Tyler Durden's picture




 

As part of the SEC's process to fix the broken market, it is currently soliciting public feedback on a variety of issues. Why it is doing so, we don't know - after all anything that does not conform to the SEC's preconception of what the most lucrative market to the SEC's recent batch of clients (see earlier news about an SEC director going to HFT specialist Getco) is, just ends up in the shredder anyway. At this point to believe that the SEC will do anything remotely in the interest of investors instead of millisecond speculators, is naive beyond compare. Nonetheless, while combing through some of the recent public responses on the topic of market structure, we came across the following presentation by $34 billion Southeastern Asset Management (SAM), titled "Comment & Analysis on Equity Market Structure" which must be brought to the attention of all those who have the temerity to defend HFT as an altruistic source of liquidity provisioning. SAM's 4 points are simple, and laid out very easily so that even the mildly retarded  public, pardon, GETCO servants at the SEC can understand it: "1) The intent of the Securities Exchange Act of 1934 as provided for in its preamble is being twisted and abused for the benefit of gamblers and to the detriment of investors. 2) The markets are not "fair and honest", 3) Securities prices are presently "susceptible to manipulation and control, and the dissemination of such prices gives rise to excessive speculation, resulting in sudden and unreasonable fluctuations in the prices of securities. 4) The preceding three issues are fixable by the SEC." Let's dig in.

Before we get into the meat of the complaint, one of SAM's primary concerns, is that the US stock market has become the functional equivalent of China: trading intellectual property is routinely abused, stolen and used against its very creator.

  • The US equity markets are meant to facilitate investors' allocation of capital to businesses, thus expanding production and improving the quality of life in America.
  • The markets have strayed from this social purpose, and presently resemble casinos more than orderly markets. As a result, the economy is hindered, fewer jobs are created, and reasonable returns for true investors (not traders) are compromised.
  • The property rights of creators of intellectual capital are being systematically and openly ignored by the exchanges and certain market participants. The order originator's hard work, ingenuity, and prospective returns are being taken and sold by those who did not create it.
  • Whereas trading was once a means with which to match long-term buyers and sellers of businesses, trading has now become an end in and of itself.

And while these are rather philosophical concepts which will stump the SEC for years, and even then Mary Schapiro's lack of brain trust will still say evidence is inconclusive and the IP theft, as established, will continue indefinitely, SAM's disclosure about the true nature of HFT should be read by everyone, especially by the industry increasingly more conflicted defenders (why else would a firm like Getco go out and hire a pathologically "confused" person from the SEC if not for the fringe benefits of regulatory capture):

The traditional defense that HFT provides "liquidity" was completely disproven on May 6. Yet for those who still believe this naive argument, here is a more extended analysis.

::::

** Written instruction **
Please reproduce the passage on the SEC and high-frequency trading word for word, starting with "Before we get" and going on through "its very creator.". You won't need the lines that come after this text.

** Stored data **

::::

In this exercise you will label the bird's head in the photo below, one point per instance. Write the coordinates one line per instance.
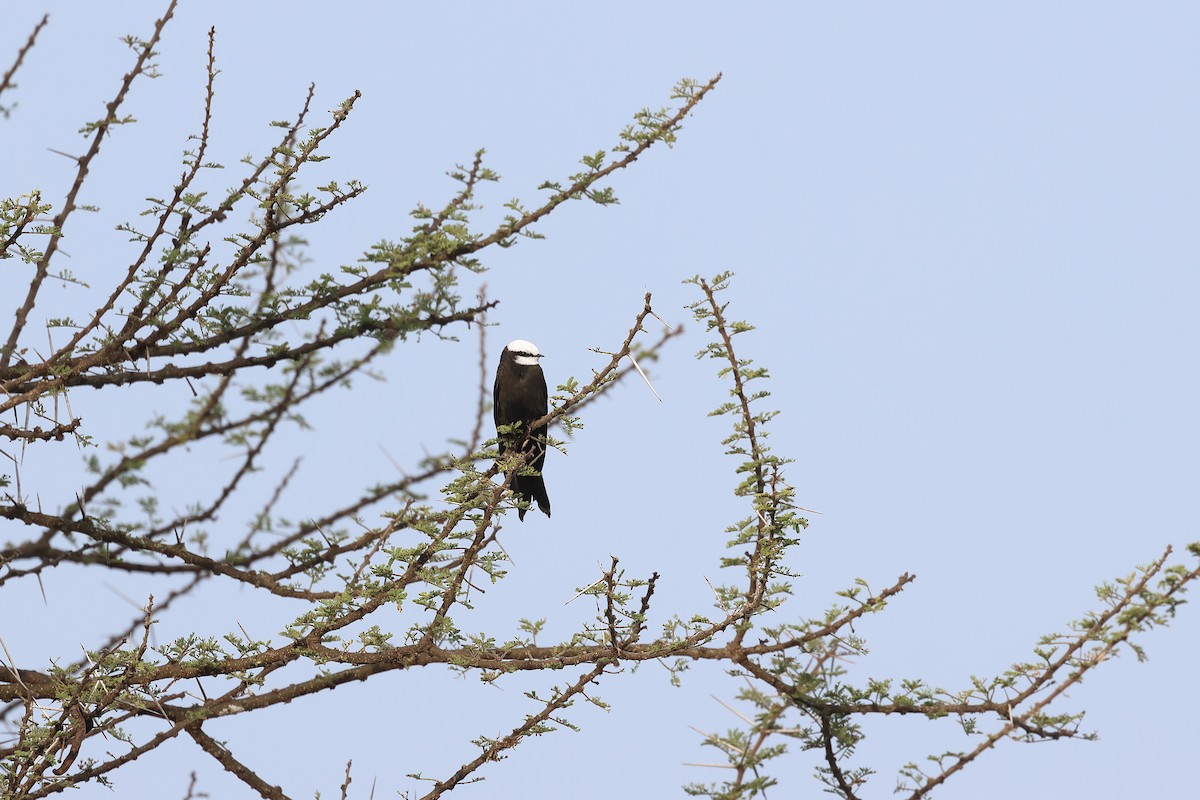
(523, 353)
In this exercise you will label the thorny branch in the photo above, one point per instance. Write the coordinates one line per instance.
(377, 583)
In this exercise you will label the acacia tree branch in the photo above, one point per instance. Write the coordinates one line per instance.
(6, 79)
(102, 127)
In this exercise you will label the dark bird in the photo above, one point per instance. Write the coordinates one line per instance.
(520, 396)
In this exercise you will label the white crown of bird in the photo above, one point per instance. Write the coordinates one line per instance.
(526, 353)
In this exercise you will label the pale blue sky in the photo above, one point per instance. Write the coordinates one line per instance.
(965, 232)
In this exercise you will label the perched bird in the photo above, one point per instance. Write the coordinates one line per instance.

::::

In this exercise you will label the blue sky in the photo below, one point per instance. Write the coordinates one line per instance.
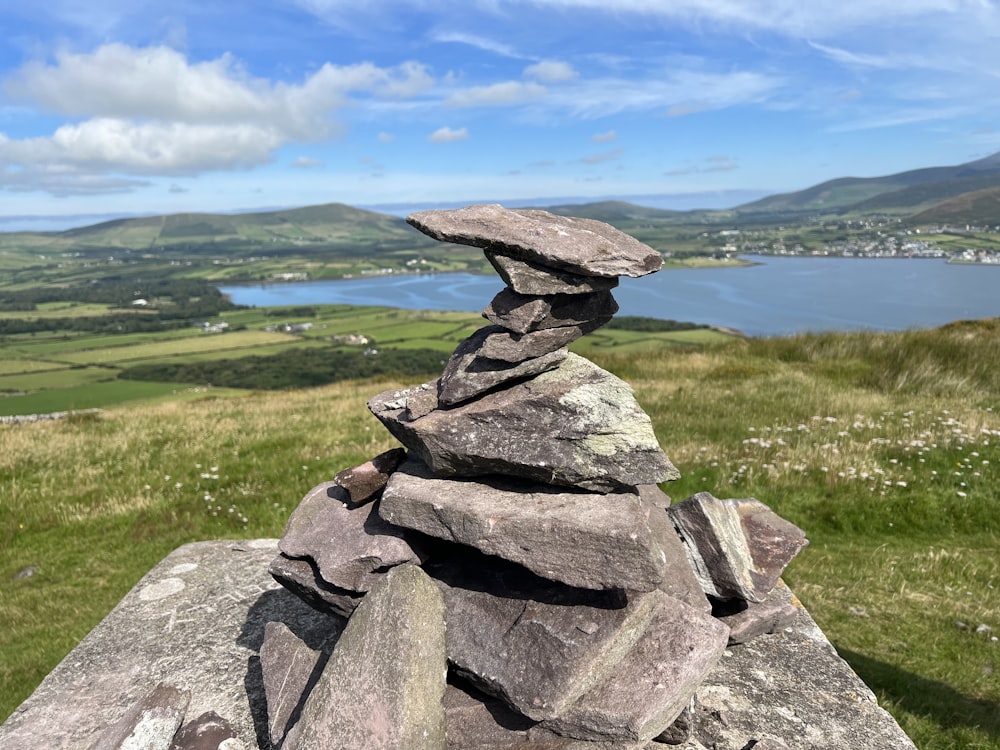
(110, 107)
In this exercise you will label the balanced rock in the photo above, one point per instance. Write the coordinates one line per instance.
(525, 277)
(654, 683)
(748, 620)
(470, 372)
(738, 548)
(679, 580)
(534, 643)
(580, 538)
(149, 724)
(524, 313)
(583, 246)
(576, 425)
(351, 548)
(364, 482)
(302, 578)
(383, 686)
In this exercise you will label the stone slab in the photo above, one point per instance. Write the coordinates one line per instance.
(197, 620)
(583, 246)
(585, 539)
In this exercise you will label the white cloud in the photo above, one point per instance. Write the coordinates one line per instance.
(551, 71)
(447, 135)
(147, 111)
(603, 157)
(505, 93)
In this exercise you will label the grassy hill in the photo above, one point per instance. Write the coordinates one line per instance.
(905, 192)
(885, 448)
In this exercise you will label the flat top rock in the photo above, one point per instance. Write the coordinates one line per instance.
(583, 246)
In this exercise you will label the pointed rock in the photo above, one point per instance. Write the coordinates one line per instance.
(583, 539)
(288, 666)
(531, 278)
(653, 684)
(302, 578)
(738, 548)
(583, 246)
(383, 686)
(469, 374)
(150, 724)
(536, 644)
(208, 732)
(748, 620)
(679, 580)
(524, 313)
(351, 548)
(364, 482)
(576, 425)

::::

** Exercise solution **
Before we get into the meat of the complaint, one of SAM's primary concerns, is that the US stock market has become the functional equivalent of China: trading intellectual property is routinely abused, stolen and used against its very creator.